---------- EXTRACTED MATERIAL

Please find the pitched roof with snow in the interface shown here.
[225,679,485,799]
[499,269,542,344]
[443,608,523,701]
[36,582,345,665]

--------------------

● GOAL
Lay out the lines above as a Markdown table with the columns "Index" and "Entry", giving each line its row number, and leave out any blank lines.

● OUTPUT OF THE EXERCISE
| Index | Entry |
|---|---|
| 1 | Please find the pitched roof with snow in the interface shown here. |
| 2 | [225,679,485,799] |
| 3 | [499,269,542,344] |
| 4 | [443,608,523,701] |
| 5 | [36,582,345,665] |